Many people have played musical instruments in their youth, then given then up as life got busier. Some have even been in bands before other commitments took over. How many look back on those days with regret, wishing that they still played? This show is inspired by a friend of the creative team, Mark Lloyd, who – when diagnosed with terminal cancer and asked what he wanted to do in the time he had left – said “I want to put my old band back together”.
On a stage that looks appropriately ready for a rock concert, against a backdrop of amps draped with cables, the three performers move through the phases of realising Mark’s dream. They describe their show as an album to represent Mark’s life – though like an old-school vinyl that’s been flipped to side two, we pick up his story halfway through. Through a mixture of music, spoken word and physical theatre, all the emotions associated with the commitment to start playing again are explored: there’s anxiety, frustration that the music doesn’t come out the way you want it, hopefulness and fear. But the posters are up, and tickets are sold; there’s no backing out of it now.

Natural language descriptions of regions:
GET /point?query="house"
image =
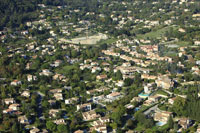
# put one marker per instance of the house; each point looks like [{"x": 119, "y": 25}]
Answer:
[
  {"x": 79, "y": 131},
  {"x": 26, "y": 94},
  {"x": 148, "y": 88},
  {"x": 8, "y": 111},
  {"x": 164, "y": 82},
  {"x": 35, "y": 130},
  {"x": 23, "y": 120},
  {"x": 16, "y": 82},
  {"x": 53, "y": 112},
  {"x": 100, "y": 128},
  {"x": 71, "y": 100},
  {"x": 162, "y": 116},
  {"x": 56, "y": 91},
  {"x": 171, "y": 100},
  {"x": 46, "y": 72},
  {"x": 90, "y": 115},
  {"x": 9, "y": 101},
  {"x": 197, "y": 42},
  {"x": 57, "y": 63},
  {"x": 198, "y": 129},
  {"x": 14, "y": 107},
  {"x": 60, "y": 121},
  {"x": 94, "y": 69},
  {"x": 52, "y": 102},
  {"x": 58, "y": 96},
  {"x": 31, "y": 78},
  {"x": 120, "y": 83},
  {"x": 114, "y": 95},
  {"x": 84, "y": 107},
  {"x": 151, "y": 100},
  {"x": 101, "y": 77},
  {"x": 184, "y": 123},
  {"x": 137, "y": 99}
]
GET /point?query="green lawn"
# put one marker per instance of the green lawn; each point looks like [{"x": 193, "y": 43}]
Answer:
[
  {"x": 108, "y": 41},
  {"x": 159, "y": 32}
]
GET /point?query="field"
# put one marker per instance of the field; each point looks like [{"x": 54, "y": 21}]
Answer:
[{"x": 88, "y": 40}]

==

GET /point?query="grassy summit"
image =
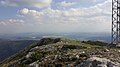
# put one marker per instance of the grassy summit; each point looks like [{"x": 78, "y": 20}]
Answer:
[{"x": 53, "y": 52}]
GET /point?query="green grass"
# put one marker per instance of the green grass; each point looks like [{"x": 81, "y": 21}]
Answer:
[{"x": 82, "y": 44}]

--

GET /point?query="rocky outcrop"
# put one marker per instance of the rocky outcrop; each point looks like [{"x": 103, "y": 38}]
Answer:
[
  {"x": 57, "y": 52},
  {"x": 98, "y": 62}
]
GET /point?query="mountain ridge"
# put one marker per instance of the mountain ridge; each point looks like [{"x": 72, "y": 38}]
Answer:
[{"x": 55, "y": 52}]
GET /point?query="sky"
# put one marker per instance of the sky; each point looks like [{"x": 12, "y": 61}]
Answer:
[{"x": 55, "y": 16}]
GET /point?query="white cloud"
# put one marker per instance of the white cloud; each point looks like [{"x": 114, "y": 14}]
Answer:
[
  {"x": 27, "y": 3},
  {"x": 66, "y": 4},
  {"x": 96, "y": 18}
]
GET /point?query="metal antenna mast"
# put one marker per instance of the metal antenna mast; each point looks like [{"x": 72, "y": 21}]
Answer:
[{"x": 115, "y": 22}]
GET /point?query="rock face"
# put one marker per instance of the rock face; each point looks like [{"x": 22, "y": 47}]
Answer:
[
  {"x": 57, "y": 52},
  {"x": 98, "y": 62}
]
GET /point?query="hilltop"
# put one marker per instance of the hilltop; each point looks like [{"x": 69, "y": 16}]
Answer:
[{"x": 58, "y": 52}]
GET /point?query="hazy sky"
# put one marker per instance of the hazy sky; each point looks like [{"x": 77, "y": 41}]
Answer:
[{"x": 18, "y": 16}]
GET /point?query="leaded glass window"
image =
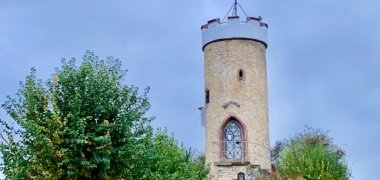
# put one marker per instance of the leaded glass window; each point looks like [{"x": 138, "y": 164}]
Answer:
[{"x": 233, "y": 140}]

_WORK TASK A_
List every emotion that the passage about the band show says is explored when the performers commit to playing again.
_WORK TASK B_
Please transcribe everything from "On a stage that" down to "out of it now." in the passage about the band show.

_ANSWER A_
anxiety
frustration that the music doesn't come out the way you want it
hopefulness
fear

_ANSWER B_
On a stage that looks appropriately ready for a rock concert, against a backdrop of amps draped with cables, the three performers move through the phases of realising Mark’s dream. They describe their show as an album to represent Mark’s life – though like an old-school vinyl that’s been flipped to side two, we pick up his story halfway through. Through a mixture of music, spoken word and physical theatre, all the emotions associated with the commitment to start playing again are explored: there’s anxiety, frustration that the music doesn’t come out the way you want it, hopefulness and fear. But the posters are up, and tickets are sold; there’s no backing out of it now.